*WHAT IS REQUIRED:*
Scan the entries for the word "steep", and copy every line where it appears.

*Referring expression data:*
★ ★ ★ ★ ★ ★ ★

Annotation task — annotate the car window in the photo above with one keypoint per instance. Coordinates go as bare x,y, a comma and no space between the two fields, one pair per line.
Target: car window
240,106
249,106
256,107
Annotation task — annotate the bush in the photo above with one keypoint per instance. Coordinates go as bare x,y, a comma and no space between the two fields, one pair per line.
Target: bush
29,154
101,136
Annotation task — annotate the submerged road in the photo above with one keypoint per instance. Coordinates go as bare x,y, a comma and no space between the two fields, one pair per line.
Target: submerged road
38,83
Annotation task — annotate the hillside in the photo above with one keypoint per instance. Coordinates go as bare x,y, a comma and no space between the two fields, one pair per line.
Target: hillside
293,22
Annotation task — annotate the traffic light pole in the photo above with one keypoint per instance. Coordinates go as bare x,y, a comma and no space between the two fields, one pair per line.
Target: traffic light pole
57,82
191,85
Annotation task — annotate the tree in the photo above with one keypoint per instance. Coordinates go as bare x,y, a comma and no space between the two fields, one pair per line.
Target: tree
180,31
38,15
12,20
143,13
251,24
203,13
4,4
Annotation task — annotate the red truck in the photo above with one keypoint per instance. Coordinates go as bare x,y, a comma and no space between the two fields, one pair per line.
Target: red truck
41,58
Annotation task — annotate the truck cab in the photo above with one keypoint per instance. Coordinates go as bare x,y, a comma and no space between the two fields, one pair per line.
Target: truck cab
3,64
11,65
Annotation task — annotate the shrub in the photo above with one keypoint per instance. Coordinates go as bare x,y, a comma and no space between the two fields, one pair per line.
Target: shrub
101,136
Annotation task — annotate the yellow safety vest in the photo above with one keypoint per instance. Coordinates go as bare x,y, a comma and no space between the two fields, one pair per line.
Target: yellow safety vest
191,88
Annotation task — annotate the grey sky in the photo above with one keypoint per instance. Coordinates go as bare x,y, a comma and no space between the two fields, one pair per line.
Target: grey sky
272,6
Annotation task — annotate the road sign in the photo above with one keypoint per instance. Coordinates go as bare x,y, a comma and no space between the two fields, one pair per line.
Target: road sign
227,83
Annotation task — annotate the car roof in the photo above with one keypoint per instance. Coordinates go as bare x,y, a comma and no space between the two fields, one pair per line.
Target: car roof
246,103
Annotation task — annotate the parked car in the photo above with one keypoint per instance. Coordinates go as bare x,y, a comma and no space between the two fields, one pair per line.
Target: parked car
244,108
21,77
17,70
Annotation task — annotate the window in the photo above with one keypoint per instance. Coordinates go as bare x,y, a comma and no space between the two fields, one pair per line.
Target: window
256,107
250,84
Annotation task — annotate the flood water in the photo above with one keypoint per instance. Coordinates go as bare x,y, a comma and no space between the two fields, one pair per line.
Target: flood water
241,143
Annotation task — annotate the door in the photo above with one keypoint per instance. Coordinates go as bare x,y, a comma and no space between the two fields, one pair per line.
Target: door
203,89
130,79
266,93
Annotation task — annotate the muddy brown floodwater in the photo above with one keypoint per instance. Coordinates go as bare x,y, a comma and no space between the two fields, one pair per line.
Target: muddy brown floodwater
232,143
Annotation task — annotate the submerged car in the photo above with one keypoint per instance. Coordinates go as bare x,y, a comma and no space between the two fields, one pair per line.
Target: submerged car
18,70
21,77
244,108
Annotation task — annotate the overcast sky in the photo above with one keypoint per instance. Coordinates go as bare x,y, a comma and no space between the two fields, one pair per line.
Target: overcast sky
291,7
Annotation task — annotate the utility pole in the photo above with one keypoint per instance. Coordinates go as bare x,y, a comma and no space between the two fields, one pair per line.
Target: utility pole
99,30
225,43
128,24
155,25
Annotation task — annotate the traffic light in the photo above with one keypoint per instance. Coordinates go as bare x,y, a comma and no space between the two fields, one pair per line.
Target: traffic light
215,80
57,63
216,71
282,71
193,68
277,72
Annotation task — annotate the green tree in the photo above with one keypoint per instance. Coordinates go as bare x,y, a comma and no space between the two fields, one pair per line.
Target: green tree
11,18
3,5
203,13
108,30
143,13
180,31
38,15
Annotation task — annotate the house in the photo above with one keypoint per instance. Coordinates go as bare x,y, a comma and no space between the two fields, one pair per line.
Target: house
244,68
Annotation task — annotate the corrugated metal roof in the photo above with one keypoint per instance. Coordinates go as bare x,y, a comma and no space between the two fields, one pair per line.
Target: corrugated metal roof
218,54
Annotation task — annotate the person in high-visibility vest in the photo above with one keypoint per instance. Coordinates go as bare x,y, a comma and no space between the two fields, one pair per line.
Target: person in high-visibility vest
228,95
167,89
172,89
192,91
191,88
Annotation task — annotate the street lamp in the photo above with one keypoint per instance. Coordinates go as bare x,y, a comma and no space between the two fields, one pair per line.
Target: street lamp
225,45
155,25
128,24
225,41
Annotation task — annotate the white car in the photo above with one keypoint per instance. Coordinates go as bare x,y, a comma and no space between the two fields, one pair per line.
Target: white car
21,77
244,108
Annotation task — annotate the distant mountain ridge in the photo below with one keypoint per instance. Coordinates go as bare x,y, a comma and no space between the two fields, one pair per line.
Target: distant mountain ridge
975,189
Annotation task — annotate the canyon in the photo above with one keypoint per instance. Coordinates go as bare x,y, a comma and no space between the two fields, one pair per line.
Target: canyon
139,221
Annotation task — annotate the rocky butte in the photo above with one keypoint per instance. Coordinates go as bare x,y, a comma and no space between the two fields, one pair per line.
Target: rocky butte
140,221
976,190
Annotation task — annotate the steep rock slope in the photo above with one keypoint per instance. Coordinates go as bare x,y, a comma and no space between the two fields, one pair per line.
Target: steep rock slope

★ ★ ★ ★ ★ ★ ★

*ANSWER SECTION:*
Annotation task — annotate the steep rock slope in the photo above with one keypoint per instance. Coordinates go as bare x,y, a comma and no space between the two fields, one pair per line.
Target: steep rock slope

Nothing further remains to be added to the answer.